(AIM): Locate every line in the records below that contains the string "price", and copy each of those lines. Case counts.
----
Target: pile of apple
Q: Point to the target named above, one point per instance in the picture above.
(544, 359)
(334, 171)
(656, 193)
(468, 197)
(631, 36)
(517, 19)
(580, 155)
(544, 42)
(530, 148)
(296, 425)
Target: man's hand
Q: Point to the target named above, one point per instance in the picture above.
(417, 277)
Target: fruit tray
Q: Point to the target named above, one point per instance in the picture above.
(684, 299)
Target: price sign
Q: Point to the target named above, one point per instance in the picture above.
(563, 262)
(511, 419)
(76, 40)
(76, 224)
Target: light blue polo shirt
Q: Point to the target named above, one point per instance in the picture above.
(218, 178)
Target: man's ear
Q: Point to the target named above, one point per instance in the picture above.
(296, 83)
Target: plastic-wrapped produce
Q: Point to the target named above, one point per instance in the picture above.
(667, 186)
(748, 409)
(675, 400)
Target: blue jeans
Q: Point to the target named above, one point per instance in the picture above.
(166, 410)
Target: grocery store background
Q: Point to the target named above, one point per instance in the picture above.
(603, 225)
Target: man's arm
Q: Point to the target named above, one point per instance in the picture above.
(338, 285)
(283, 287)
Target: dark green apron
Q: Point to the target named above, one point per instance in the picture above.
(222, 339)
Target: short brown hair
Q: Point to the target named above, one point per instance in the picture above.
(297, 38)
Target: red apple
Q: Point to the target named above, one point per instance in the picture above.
----
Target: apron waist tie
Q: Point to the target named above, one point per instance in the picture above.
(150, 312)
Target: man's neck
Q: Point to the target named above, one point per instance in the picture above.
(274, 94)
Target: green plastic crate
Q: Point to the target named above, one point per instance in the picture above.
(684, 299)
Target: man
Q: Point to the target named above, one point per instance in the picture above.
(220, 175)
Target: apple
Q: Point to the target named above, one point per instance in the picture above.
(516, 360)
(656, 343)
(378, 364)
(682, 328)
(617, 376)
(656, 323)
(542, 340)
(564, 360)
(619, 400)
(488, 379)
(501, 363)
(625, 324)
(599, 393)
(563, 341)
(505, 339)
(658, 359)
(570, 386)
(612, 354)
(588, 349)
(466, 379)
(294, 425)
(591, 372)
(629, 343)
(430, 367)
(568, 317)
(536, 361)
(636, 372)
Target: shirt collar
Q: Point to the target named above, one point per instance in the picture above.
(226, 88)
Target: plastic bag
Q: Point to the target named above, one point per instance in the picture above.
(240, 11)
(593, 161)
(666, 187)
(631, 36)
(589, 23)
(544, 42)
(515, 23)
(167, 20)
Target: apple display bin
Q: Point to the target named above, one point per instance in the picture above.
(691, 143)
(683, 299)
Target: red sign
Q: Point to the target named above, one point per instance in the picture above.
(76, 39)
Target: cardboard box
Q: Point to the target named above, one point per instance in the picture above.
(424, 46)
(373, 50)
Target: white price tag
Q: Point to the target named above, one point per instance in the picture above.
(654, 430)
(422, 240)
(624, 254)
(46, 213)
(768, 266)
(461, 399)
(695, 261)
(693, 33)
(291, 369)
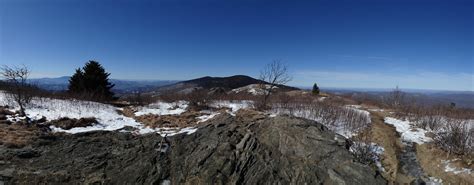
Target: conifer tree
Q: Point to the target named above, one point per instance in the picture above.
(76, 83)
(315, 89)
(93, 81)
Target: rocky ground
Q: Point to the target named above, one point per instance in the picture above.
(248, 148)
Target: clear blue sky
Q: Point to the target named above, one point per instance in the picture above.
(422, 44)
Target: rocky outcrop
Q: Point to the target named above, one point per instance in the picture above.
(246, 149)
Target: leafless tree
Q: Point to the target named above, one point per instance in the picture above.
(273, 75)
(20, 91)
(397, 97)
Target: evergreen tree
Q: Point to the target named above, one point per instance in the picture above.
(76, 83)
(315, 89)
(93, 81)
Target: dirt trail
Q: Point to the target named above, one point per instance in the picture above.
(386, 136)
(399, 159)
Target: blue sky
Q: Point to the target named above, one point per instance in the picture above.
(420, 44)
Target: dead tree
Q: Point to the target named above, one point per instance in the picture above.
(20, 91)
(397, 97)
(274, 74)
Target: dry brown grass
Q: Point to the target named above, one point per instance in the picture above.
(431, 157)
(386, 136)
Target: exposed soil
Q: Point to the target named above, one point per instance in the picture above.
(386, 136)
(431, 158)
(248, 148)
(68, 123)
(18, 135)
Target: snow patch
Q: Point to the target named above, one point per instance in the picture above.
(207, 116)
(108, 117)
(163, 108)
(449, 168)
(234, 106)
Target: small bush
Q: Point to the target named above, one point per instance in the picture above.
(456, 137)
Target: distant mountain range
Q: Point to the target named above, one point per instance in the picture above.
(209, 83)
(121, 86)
----
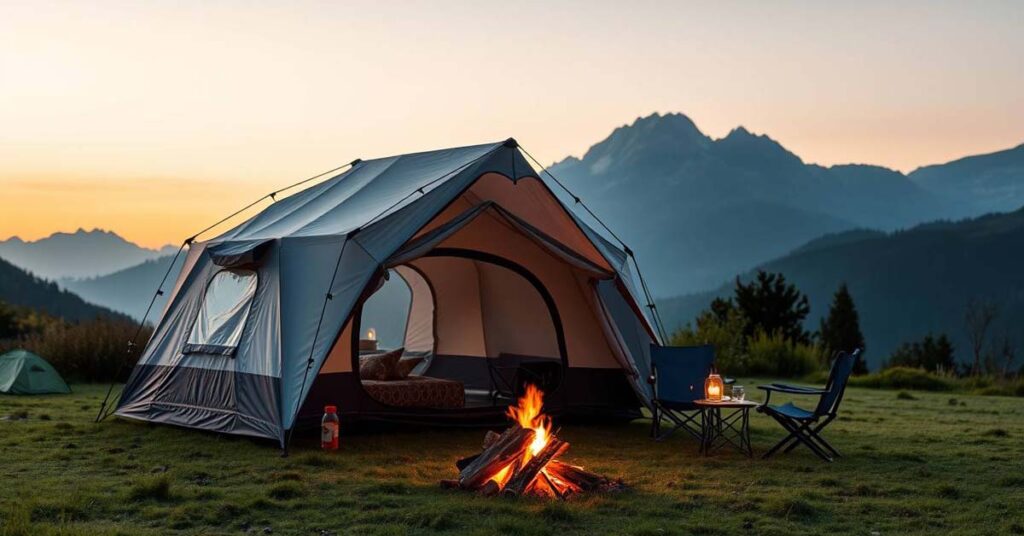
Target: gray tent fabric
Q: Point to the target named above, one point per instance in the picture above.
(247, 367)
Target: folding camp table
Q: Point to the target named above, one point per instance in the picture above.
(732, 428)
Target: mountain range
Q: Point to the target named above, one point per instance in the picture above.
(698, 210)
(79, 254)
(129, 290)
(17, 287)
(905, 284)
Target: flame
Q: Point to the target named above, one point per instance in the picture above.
----
(TASK SOLUTION):
Target: price sign
Target: white price tag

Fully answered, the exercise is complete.